Mark-Anthony Kaye (born December 2, 1994) is a Canadian professional soccer player who plays as a midfielder for Major League Soccer club Toronto FC and the Canada national team.

Early life
Kaye was born in Toronto, Ontario, Canada and first began playing soccer with Wexford SC in Scarborough. He later played with Ajax SC, winning a provincial title in 2009, and Glen Shields SC and Bryst FA. He attended Elementary school at John Ross Robinson Public School and High School at Lawrence Park Collegiate Institute where he would play soccer, where he was twice named team MVP, as well as participating in cross country, and track and field.

University career
Kaye played two years of university soccer at York University between 2012 and 2013.  During his university career he played in 29 matches and scored 18 goals.  He was named OUA rookie of the year after his first year season and selected to the CIS all-Canadian second-team and the OUA first-team as a second year. York would win the OUA championship during his final season.

• _AVAILABLE DATA_
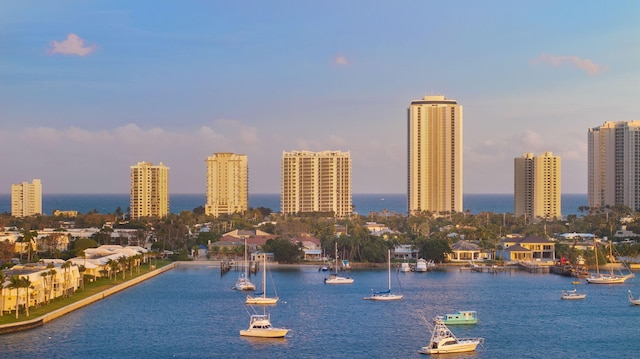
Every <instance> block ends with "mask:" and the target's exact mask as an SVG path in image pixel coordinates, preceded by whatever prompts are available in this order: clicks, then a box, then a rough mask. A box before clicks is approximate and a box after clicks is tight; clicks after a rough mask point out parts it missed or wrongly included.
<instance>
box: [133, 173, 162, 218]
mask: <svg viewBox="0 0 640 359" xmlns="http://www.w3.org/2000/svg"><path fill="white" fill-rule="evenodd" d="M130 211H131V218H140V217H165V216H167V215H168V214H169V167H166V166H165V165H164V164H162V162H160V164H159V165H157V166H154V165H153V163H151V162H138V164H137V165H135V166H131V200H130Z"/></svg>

• _INSTRUCTIONS_
1: According to the Mark-Anthony Kaye biography, at which university did he play soccer from 2012 to 2013?
2: Switch "Scarborough" to "North York" in the Mark-Anthony Kaye biography, then write out the passage between "Mark-Anthony Kaye (born" and "track and field.", inclusive.
3: Proceed with the Mark-Anthony Kaye biography from the point where it stops.
This data has no connection to the Mark-Anthony Kaye biography.

• _YOUR WRITTEN ANSWERS_
1: York University.

2:
Mark-Anthony Kaye (born December 2, 1994) is a Canadian professional soccer player who plays as a midfielder for Major League Soccer club Toronto FC and the Canada national team.

Early life
Kaye was born in Toronto, Ontario, Canada and first began playing soccer with Wexford SC in North York. He later played with Ajax SC, winning a provincial title in 2009, and Glen Shields SC and Bryst FA. He attended Elementary school at John Ross Robinson Public School and High School at Lawrence Park Collegiate Institute where he would play soccer, where he was twice named team MVP, as well as participating in cross country, and track and field.

3:
Club career

Early career 

Kaye left York and joined TFC Academy, the academy side of Major League Soccer's Toronto FC in 2013. In 2014, he played in League1 Ontario with the senior academy team appearing in nine matches and scoring one goal. Kaye joined the Wilmington Hammerheads of the USL Pro on loan from TFC Academy in August 2014 as part of an affiliation between the two clubs. He made his professional debut on August 23, 2014, in a league match against Orange County Blues FC. The next day, Kaye tallied his first professional goal and assist as Wilmington drew 3–3 with LA Galaxy II. In total, Kaye appeared in 7 matches and tallied 2 goals and 2 assists during his loan with the Hammerheads.

Toronto FC II

2015 season

On March 12, 2015, Kaye and seven other players were signed by USL side Toronto FC II ahead of their inaugural season.  He made his debut against the Charleston Battery on March 21 and would appear in 22 matches without a goal.

Louisville City

2016 season

On January 13, 2016, Kaye would sign with USL side Louisville City FC and he would make his season debut in the opening match on March 26 against Charlotte.  He would go on to play in 24 of Louisville's 28 regular season matches scoring one goal with three assists. He also played in two of Louisville's three USL Cup matches going goalless. He did, however, score in the penalty shootout in the Eastern Conference Finals match against New York Red Bulls II. A match New York would go on to win.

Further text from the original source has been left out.